Dataset content
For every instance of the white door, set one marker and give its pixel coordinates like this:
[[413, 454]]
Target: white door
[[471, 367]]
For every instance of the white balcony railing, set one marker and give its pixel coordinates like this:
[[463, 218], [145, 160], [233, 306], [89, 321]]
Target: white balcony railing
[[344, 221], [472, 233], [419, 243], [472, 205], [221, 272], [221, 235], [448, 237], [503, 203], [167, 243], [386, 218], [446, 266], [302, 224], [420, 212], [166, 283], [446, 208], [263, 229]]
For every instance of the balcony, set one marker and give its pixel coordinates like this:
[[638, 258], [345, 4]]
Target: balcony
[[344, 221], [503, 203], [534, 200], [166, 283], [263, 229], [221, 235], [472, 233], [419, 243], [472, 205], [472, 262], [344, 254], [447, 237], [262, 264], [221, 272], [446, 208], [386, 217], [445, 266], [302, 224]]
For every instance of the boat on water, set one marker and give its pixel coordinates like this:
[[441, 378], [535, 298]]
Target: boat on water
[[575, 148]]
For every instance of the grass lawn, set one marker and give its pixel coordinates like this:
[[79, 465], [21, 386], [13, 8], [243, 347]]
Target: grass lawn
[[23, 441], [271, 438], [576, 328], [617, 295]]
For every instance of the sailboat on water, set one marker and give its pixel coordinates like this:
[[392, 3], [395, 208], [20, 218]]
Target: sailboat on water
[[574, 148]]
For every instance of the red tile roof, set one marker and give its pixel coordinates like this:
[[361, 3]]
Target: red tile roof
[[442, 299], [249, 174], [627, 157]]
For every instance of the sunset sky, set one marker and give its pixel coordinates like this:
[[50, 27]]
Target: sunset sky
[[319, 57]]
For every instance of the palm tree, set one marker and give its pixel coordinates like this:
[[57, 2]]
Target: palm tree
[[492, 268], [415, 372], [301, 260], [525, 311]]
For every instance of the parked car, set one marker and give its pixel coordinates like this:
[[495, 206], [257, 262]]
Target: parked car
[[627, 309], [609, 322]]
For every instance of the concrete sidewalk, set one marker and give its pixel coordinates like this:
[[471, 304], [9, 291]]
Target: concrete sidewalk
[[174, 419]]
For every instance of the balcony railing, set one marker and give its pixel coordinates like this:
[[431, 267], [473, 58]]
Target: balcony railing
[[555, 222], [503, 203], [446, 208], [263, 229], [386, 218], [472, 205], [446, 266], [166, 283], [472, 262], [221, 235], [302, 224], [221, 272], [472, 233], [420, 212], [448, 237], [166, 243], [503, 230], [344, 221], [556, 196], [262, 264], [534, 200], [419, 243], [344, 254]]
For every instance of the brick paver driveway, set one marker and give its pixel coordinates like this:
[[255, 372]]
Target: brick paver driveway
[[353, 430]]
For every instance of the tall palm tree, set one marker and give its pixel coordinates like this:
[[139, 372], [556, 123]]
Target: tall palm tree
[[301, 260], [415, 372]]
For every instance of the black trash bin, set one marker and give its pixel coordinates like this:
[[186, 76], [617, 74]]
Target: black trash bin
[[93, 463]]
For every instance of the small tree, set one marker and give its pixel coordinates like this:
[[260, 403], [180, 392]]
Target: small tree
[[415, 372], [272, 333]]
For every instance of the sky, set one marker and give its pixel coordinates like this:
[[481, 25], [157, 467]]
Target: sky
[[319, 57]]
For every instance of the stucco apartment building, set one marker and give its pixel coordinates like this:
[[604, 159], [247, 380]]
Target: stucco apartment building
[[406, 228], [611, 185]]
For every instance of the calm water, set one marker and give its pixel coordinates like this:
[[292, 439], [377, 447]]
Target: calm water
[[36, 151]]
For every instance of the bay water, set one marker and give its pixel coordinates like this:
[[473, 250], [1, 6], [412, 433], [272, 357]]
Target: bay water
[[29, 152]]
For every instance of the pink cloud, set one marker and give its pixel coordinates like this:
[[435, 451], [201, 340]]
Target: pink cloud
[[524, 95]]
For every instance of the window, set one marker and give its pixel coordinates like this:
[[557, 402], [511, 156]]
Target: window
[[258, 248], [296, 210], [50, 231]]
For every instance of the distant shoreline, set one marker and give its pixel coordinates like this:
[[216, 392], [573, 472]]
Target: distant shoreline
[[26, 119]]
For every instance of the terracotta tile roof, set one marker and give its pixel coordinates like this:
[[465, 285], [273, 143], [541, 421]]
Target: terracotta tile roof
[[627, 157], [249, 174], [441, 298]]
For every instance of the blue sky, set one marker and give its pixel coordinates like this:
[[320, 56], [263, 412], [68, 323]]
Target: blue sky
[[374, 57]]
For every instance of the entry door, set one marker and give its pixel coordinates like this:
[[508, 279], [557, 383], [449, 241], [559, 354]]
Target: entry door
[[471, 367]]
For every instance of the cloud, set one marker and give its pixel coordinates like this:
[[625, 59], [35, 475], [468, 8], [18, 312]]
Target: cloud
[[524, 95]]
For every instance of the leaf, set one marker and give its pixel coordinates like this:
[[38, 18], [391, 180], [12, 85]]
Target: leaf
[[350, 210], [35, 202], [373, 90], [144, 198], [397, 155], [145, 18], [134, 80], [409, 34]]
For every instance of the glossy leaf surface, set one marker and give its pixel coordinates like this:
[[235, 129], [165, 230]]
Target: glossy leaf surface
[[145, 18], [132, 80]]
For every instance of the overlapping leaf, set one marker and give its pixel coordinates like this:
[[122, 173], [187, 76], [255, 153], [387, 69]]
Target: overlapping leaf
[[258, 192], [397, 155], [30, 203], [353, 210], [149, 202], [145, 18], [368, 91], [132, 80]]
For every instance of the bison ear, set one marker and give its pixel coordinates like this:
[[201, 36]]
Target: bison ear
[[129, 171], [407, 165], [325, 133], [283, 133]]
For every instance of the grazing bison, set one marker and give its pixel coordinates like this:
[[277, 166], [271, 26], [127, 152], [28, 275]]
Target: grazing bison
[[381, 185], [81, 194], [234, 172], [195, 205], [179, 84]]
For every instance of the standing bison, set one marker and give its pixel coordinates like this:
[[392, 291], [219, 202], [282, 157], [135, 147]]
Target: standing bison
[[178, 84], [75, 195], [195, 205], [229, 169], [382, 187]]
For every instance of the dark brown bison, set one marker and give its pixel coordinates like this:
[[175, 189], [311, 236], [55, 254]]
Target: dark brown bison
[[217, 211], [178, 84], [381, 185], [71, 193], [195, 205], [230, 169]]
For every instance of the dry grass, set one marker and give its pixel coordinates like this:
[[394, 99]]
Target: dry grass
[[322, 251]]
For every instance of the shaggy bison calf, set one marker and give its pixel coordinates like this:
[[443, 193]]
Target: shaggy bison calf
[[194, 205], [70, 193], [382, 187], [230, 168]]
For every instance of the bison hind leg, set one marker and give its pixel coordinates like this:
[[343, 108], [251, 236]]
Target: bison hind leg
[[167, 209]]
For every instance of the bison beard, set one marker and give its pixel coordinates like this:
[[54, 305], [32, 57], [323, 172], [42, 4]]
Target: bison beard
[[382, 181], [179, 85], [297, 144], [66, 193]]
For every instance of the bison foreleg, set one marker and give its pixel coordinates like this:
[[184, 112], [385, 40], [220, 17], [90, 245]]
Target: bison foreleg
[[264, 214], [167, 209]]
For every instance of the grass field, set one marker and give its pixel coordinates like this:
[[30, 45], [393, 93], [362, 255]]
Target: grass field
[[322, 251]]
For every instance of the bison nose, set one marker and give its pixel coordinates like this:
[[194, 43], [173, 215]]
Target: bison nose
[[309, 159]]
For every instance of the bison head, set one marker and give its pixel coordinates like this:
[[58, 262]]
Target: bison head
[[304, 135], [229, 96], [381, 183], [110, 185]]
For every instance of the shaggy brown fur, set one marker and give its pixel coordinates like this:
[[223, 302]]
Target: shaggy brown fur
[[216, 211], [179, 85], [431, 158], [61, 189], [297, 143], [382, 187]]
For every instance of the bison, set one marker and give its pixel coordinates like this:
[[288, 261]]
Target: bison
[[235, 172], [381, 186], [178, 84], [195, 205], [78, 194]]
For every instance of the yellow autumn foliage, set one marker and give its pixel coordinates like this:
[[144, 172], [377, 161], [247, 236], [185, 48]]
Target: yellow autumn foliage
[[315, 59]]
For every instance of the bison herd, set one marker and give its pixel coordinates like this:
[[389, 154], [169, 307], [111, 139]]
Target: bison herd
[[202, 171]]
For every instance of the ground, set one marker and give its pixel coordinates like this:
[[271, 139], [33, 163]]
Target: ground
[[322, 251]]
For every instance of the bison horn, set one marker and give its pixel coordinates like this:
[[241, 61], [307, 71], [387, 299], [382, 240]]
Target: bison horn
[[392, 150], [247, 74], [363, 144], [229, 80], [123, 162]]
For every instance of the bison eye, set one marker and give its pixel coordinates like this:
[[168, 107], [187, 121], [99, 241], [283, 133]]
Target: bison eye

Problem description
Rewrite the data starting at its first line and ending at the line containing "[[575, 148]]", keeping every line in that span and leaving the rest of the data out. Shift every pixel coordinate in the answers by adding 73 to it, and leave all other text unchanged.

Response to the task
For every instance of the white door, set one marker and give its pixel coordinates like this:
[[413, 454]]
Target: white door
[[544, 440]]
For every instance of the white balcony railing, set one marker and give its pixel coordinates like this:
[[463, 218], [145, 160], [233, 306], [89, 321]]
Target: white balcony railing
[[417, 294], [545, 306], [492, 316], [545, 278], [294, 345], [294, 308], [521, 310], [576, 276], [240, 316], [459, 291], [519, 339], [375, 297], [493, 285], [239, 356], [519, 281], [336, 302]]
For every instance of the balcony, set one marker and give its pixel coordinates like this:
[[638, 258], [345, 4]]
Target: balcony
[[417, 294], [576, 276], [607, 273], [239, 356], [336, 302], [294, 308], [545, 306], [492, 316], [545, 278], [545, 335], [417, 327], [520, 310], [335, 337], [294, 345], [519, 281], [459, 290], [518, 339], [375, 297]]
For every instance of the boat on water, set one marker and give its pixel coordinates like this:
[[441, 378], [535, 298]]
Target: boat on water
[[648, 221]]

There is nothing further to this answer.